## Data provided

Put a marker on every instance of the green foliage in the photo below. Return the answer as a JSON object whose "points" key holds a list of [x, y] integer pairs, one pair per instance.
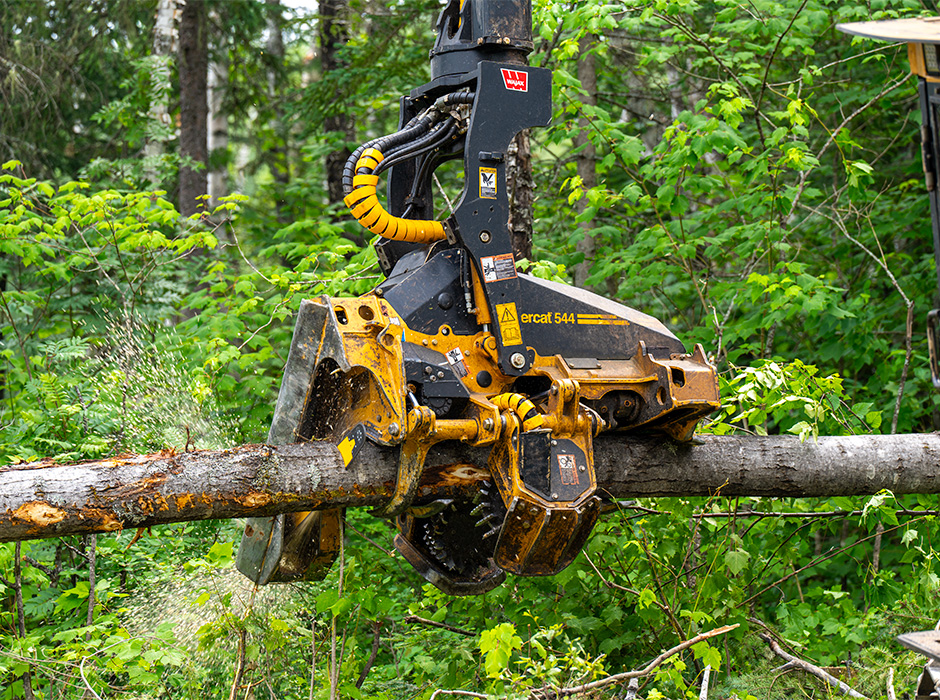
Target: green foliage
{"points": [[756, 190]]}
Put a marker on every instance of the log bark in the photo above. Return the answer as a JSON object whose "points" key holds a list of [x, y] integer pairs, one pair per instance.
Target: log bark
{"points": [[44, 499]]}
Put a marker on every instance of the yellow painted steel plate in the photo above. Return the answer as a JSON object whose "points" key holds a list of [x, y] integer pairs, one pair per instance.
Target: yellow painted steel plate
{"points": [[922, 30]]}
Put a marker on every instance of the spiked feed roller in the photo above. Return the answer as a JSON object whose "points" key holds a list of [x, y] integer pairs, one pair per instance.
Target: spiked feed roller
{"points": [[456, 344]]}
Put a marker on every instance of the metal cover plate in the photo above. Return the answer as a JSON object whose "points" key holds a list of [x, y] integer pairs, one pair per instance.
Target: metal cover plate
{"points": [[915, 29], [925, 643]]}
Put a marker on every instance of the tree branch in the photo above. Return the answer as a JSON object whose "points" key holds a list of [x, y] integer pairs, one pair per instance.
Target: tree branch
{"points": [[794, 662], [45, 499]]}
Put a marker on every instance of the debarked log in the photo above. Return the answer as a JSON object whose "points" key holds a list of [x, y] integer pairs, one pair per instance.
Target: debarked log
{"points": [[44, 499]]}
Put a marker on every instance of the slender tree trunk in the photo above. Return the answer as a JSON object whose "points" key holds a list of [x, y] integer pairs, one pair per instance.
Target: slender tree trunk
{"points": [[586, 156], [333, 34], [521, 187], [27, 677], [274, 46], [164, 40], [218, 133], [194, 108]]}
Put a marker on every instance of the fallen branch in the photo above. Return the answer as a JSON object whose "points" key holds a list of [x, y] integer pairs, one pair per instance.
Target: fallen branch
{"points": [[465, 693], [645, 671], [431, 623], [45, 499], [795, 663]]}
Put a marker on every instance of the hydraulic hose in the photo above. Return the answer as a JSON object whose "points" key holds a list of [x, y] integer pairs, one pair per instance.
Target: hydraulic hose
{"points": [[429, 130], [522, 407]]}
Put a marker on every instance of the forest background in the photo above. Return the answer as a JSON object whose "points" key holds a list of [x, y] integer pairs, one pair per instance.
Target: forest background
{"points": [[168, 195]]}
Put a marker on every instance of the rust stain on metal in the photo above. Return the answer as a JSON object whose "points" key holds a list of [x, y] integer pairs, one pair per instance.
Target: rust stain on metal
{"points": [[39, 513]]}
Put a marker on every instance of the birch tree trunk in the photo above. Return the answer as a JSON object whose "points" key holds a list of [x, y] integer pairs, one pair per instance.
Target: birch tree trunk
{"points": [[193, 73], [586, 153]]}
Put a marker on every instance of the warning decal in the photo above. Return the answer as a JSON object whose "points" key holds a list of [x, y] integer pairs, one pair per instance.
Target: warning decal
{"points": [[568, 469], [455, 358], [508, 319], [515, 79], [498, 267], [487, 183]]}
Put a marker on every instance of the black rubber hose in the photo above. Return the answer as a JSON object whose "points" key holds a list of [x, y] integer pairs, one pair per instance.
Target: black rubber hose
{"points": [[432, 140], [414, 129]]}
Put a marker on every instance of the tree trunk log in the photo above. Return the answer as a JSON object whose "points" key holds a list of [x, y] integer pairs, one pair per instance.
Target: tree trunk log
{"points": [[44, 499]]}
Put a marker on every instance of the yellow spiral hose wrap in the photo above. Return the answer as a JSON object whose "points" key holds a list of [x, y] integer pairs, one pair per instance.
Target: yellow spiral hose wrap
{"points": [[364, 204], [522, 407]]}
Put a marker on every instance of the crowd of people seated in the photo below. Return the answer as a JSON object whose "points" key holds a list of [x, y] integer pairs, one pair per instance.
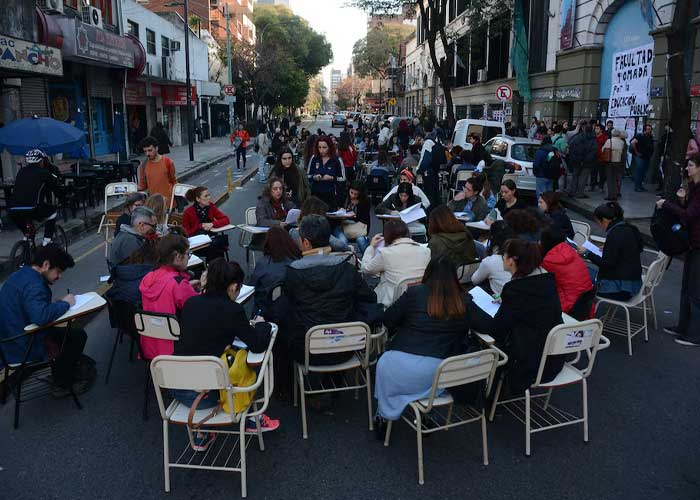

## Directions
Rewrite the data from the line containing "Put a marker on every instance of the black" through the end of the data, replacing every "photo" with "image" and leaving all other wording unchanged. Omit the pictures from your answer.

## Answer for the task
Put a marker on every instance of the black rubber hose in the image above. Return the answer as a JSON object whose "points" key holds a list of [x, y] integer pairs, one pair per instance.
Target: black rubber hose
{"points": [[432, 140], [414, 129]]}
Put a marker on every instance of the tree trunk log in the image above. Return the answer as a JSON object whose "points" key holds a list of [x, y] integer pairs, one pair per instance.
Target: tree trunk log
{"points": [[44, 499]]}
Put a marker on every instance of the yellow spiral hose wrap in the image above. Return the answer as a JSON object whose "points" key holds a list of [x, y] integer pairs, one pair per instance.
Target: yellow spiral hose wrap
{"points": [[364, 204], [522, 407]]}
Put a marker on every instance of the crowd of people seated in the image below. Return the answer as a JSON object whose "points" key holds a list of [x, y] integer pairs, one pair per instance.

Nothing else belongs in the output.